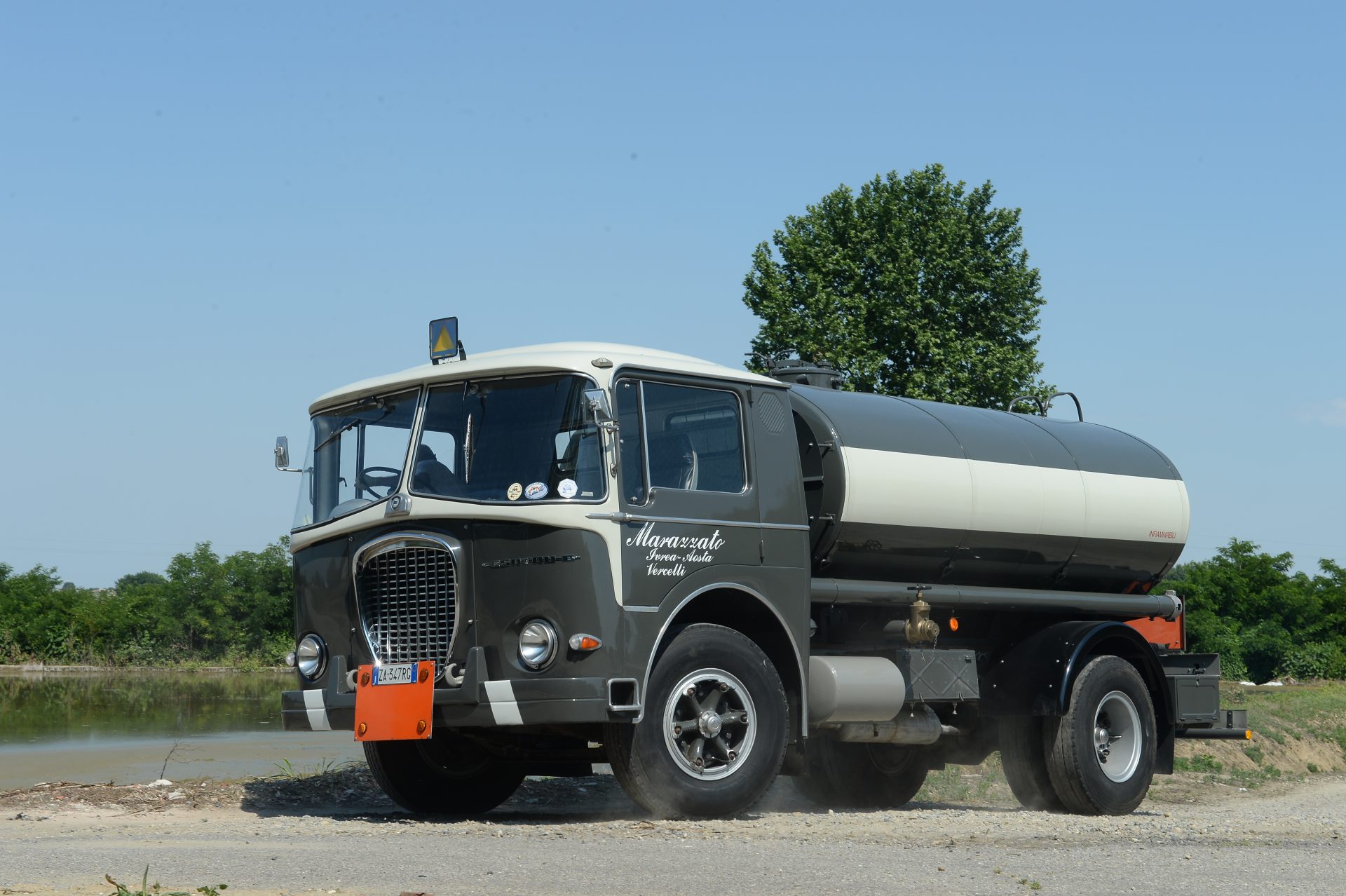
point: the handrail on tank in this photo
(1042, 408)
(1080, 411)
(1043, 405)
* * *
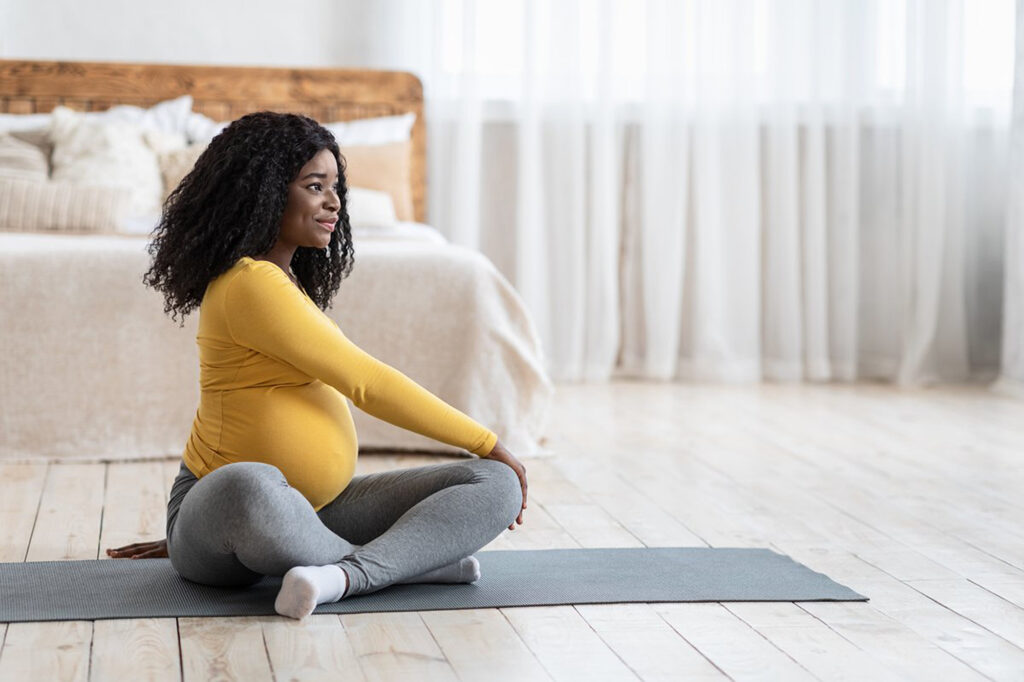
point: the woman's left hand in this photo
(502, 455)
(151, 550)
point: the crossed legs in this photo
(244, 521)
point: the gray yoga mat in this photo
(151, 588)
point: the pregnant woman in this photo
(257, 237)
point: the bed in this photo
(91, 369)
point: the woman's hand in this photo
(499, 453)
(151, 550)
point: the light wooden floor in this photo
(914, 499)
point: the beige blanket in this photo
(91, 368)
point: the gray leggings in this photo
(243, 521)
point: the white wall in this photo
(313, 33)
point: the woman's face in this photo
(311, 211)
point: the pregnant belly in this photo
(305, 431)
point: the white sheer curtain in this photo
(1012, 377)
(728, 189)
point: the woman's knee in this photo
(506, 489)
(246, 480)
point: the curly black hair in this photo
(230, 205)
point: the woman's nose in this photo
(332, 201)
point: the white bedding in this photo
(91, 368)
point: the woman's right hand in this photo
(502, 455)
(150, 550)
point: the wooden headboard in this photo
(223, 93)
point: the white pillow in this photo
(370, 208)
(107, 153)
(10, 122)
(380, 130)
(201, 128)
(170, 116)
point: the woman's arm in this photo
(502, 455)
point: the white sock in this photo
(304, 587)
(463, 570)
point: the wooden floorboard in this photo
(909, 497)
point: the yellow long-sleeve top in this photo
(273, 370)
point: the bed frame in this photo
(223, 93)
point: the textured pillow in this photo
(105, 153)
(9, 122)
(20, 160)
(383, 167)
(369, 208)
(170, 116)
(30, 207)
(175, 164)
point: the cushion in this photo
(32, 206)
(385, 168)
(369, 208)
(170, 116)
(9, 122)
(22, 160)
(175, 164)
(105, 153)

■ Problem statement ■
Copy out every line of the data above that contains the word "gray". Case matters.

■ Response to the task ■
point: the gray yoga mat in this photo
point: the gray leggings in this photo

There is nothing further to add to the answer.